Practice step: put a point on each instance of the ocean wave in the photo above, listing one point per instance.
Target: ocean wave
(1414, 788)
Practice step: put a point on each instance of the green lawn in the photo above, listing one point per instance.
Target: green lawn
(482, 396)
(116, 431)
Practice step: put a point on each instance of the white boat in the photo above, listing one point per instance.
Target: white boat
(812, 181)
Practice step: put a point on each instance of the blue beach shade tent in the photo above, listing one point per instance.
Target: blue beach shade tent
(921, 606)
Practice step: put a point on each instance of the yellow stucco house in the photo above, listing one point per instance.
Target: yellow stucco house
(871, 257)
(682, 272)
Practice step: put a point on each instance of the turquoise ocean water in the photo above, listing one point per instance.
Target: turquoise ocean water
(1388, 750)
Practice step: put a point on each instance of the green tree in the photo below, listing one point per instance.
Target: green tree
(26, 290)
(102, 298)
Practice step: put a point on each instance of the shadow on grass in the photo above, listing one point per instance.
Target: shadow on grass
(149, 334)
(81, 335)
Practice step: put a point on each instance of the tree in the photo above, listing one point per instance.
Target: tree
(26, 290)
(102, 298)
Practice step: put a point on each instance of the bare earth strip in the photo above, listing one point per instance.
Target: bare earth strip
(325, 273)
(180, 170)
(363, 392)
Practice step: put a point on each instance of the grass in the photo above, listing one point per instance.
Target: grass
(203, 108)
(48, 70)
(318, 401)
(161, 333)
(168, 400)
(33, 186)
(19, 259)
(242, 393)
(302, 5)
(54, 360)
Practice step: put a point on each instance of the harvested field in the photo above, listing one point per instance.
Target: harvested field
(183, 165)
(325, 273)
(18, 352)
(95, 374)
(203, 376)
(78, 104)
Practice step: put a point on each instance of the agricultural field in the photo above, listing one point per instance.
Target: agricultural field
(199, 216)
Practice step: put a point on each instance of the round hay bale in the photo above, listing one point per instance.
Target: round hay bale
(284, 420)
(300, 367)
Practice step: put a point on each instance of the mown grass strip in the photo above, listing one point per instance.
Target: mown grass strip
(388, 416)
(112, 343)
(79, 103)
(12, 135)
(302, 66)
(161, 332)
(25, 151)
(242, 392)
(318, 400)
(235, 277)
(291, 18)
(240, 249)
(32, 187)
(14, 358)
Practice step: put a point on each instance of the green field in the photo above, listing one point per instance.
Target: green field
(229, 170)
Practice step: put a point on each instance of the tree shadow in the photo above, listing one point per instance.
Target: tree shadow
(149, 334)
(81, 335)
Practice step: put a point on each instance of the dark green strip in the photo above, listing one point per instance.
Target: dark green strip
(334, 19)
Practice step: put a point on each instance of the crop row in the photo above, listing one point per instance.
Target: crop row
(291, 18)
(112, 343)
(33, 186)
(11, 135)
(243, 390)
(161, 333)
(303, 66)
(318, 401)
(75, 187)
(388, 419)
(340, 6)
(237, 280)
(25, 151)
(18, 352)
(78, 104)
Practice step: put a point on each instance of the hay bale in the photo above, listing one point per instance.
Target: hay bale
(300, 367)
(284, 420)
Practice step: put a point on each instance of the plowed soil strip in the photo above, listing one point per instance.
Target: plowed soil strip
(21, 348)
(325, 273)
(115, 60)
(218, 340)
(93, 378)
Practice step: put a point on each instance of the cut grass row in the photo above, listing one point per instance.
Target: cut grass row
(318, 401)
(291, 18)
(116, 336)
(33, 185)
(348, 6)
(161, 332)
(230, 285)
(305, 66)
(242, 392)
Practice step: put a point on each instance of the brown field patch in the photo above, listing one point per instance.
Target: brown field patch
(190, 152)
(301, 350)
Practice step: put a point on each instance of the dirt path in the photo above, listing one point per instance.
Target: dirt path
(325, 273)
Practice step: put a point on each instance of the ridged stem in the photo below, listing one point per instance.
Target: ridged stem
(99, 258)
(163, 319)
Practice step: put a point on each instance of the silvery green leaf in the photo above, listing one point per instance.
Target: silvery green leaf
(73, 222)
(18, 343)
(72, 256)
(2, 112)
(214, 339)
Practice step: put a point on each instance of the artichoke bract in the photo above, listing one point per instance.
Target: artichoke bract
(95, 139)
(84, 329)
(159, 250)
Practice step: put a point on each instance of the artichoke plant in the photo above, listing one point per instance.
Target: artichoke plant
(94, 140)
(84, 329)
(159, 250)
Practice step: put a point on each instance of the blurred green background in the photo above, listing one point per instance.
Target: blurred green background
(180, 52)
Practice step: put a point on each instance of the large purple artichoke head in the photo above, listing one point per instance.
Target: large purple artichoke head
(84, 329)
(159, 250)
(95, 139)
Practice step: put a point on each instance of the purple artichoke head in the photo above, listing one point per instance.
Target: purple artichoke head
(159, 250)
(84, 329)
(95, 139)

PROBLEM TO SOLVE: Please rewrite the listing from the line containing "Practice step: put a point on each instance of the blurred" through the end of the listing, both lines included, leaving the request lines unchanged. Multiply every point coordinate in the answers by 2.1, rounding to whole numbers with halves rounded up.

ANSWER TO THIS PROBLEM:
Practice step: put a point on each instance of the blurred green background in the photo above, listing one point per instance.
Target: blurred green background
(378, 109)
Practice step: put a point on each instance of the large purple artichoke head in the photo above, listing one point per instance.
Target: large purple artichoke head
(176, 691)
(334, 525)
(200, 292)
Practice step: put a point on each instance of the purple artichoke head in the photo above, listing one point per instance.
Target: purple artichoke head
(334, 525)
(176, 691)
(200, 292)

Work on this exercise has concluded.